------ SOURCE PASSAGE ------

When the film was released in 1991, the Kennedy assassination was 28 years old but still a massive source of fascination for an American generation who were baptized by fire on that day in November of 1963. Stone created a huge dustup with his film, not least because he lays the responsibility for Kennedy’s killing at the foot of the U.S. intelligence community, with President Lyndon Johnson as an accomplice after the fact. Still, JFK was a sensation upon its release, re-igniting the conspiracy theory cottage industry and popularizing notions like the “magic bullet” and the grassy knoll.

JFK is structured around New Orleans district attorney’s investigation into the assassination, with incredibly recognizable actors playing bit parts in the conspiracy. This all serves to give the film an episodic feel, which makes it incredibly easy and rewarding to visit on a scene-by-scene basis.

I’ll fire up the full three-hour film on Hulu plenty, but the following are the ten scenes I revisit more than most.

1

Prologue

There are few movies where the table-setting narration is absolutely essential. Cate Blanchett at the beginning of The Lord of the Rings is one example. JFK kicks off with Dwight Eisenhower’s “military industrial complex” speech before Martin Sheen (a decade before The West Wing made him synonymous with U.S. presidents) begins narrating a quick overview of the Kennedy presidency. This is also where we get the first taste of John Williams’ score, a theme that is both prestigious and mournful.

2

Senator Walter Matthau

JFK-Walter-Matthau
Warner Bros.

------ DATA ENTRIES ------

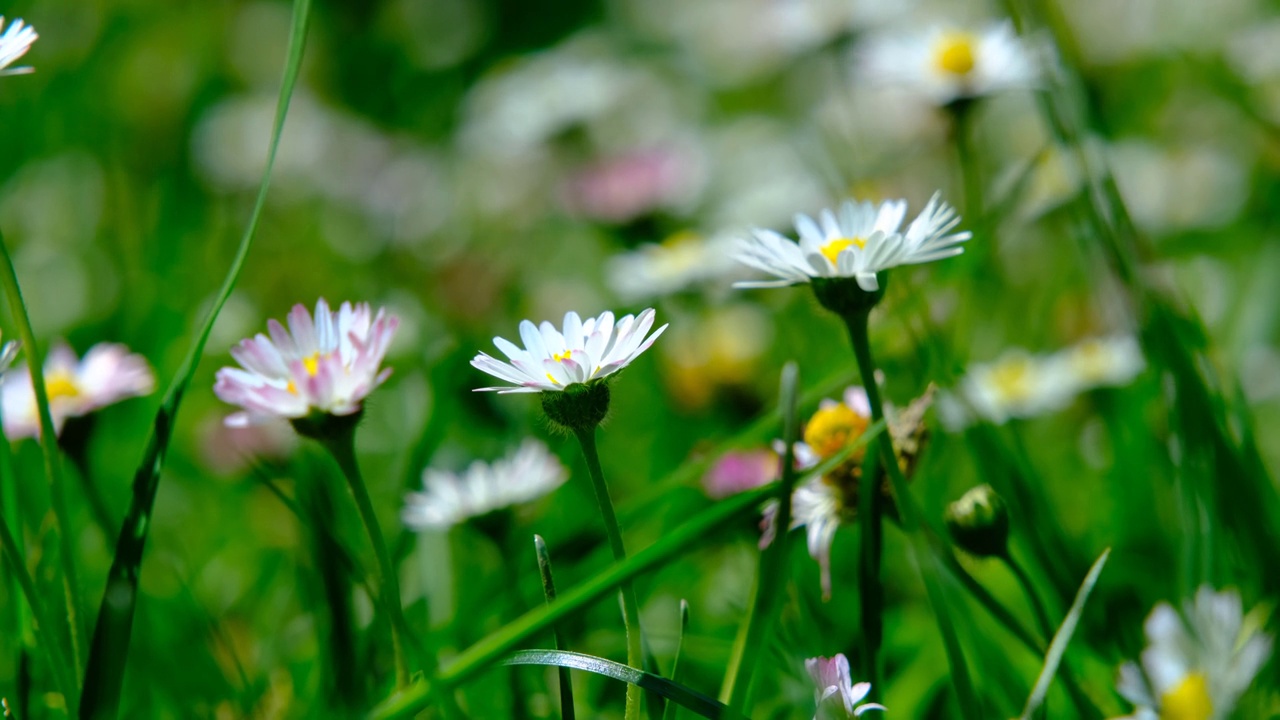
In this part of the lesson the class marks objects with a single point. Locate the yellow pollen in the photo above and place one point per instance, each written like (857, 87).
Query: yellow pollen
(831, 429)
(1013, 378)
(955, 53)
(312, 364)
(831, 251)
(60, 384)
(1187, 700)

------

### CHALLENGE 1
According to the passage on the film JFK, whose speech opens the film?
### CHALLENGE 2
Reproduce the passage on the film JFK, starting with "JFK is structured" and going on through "more than most.".

### CORRECT RESULT 1
Dwight Eisenhower's "military industrial complex" speech.

### CORRECT RESULT 2
JFK is structured around New Orleans district attorney’s investigation into the assassination, with incredibly recognizable actors playing bit parts in the conspiracy. This all serves to give the film an episodic feel, which makes it incredibly easy and rewarding to visit on a scene-by-scene basis.

I’ll fire up the full three-hour film on Hulu plenty, but the following are the ten scenes I revisit more than most.